Below are some records; quote exactly the lines from the one that contains "Return the outline of every instance of the red" through the one that contains "Return the outline of every instance of the slender", inclusive, and no others.

## LISTED RECORDS
-*-

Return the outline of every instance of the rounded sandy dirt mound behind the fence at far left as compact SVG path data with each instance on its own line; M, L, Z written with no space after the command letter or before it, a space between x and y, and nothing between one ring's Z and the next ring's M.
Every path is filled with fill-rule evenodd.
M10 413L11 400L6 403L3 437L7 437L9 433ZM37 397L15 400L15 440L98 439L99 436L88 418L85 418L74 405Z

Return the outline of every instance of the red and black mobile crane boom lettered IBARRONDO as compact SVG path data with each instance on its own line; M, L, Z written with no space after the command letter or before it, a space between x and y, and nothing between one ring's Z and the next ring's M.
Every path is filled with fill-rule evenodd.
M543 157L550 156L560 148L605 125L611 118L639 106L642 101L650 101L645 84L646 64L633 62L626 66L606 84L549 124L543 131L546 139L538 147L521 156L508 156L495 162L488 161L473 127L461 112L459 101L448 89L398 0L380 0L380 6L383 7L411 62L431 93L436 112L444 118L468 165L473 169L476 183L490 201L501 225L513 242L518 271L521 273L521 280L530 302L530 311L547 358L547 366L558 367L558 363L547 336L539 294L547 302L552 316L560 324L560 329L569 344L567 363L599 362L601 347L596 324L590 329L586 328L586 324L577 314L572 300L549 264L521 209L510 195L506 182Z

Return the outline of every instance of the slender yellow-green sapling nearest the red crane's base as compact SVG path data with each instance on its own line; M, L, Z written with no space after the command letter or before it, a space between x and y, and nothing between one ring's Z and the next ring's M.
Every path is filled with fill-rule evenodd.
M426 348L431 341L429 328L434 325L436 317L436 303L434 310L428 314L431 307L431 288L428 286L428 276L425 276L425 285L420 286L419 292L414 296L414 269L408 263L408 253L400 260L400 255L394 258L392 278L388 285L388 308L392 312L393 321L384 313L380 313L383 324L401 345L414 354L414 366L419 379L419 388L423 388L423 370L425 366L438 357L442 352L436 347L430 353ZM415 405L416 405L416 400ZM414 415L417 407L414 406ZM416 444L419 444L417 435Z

-*-

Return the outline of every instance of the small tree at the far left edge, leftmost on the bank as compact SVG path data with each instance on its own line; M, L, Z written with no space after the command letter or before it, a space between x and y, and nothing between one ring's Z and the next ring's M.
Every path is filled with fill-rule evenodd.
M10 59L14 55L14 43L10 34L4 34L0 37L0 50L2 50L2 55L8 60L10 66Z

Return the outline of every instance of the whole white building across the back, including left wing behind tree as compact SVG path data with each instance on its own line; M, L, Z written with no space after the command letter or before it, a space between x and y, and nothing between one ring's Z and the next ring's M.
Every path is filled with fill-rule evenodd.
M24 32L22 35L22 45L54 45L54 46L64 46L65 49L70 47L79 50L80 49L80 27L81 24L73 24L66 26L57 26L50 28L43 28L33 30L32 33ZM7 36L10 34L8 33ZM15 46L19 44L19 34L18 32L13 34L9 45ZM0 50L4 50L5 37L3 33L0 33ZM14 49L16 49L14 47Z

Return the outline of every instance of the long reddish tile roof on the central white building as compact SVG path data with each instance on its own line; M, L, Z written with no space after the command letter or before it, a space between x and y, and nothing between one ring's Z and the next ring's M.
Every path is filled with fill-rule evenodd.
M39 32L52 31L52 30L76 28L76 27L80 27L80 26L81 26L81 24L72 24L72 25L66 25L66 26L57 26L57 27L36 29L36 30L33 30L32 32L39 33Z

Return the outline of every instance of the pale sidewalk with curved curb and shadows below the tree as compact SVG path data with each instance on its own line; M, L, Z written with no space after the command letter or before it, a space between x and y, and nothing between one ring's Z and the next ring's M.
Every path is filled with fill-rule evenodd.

-*-

## WRITTEN REPLY
Return the outline of every instance of the red and black mobile crane boom lettered IBARRONDO as compact SVG path data with each instance on its own line; M, L, Z written with no space after the command letter or before it, a space between x and y, and nothing between one ring's Z and the next ring's M.
Every path is filled with fill-rule evenodd.
M543 157L550 156L560 148L605 125L611 118L639 106L642 101L650 101L645 84L646 64L633 62L626 66L606 84L549 124L543 131L546 139L538 147L521 156L508 156L495 162L488 161L473 127L461 112L459 101L448 89L398 0L380 0L380 6L383 7L411 62L431 93L436 112L444 118L468 165L473 169L476 183L490 201L501 225L513 242L518 271L521 273L521 280L530 302L530 311L547 358L547 366L558 367L558 363L547 336L539 294L547 302L552 316L560 324L560 329L569 344L567 363L599 362L601 347L596 324L590 329L586 328L586 324L577 314L572 300L549 264L521 209L510 195L506 182Z

Return the outline of every instance of the slender yellow-green sapling nearest the red crane's base as compact SVG path data with each instance on its own line; M, L, Z written with no space after the command letter or before it, a space between x and y, and nothing between one ring's Z and the next ring's M.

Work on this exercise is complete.